■ EXERCISE TASK
Please turn every line of the entries below into a Markdown table with the columns Row and Line, numbering each nonblank line in its own row. Leave any pictures out of the table.

■ LISTED RECORDS
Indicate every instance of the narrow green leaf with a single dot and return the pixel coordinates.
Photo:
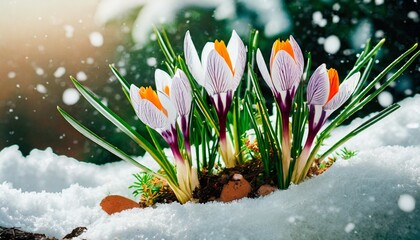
(124, 83)
(361, 128)
(101, 142)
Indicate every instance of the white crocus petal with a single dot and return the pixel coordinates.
(318, 87)
(285, 72)
(317, 113)
(168, 106)
(208, 47)
(181, 93)
(135, 96)
(297, 53)
(237, 54)
(162, 80)
(344, 92)
(192, 60)
(149, 114)
(218, 74)
(263, 70)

■ RESULT BELOW
| Row | Line |
|---|---|
| 1 | Indicate every instance of the narrow green leaf with a single dot and return the pixel coordinates. |
| 2 | Photo: |
| 3 | (124, 83) |
| 4 | (361, 128) |
| 5 | (101, 142) |
| 6 | Indicate every instance of the white crocus petal with a single dot and return the pixel coordinates. |
| 7 | (318, 87) |
| 8 | (285, 72) |
| 9 | (317, 113) |
| 10 | (168, 106) |
| 11 | (208, 47) |
| 12 | (181, 93) |
| 13 | (135, 96) |
| 14 | (297, 53) |
| 15 | (237, 54) |
| 16 | (162, 80) |
| 17 | (344, 92) |
| 18 | (192, 60) |
| 19 | (149, 114) |
| 20 | (218, 74) |
| 21 | (263, 70) |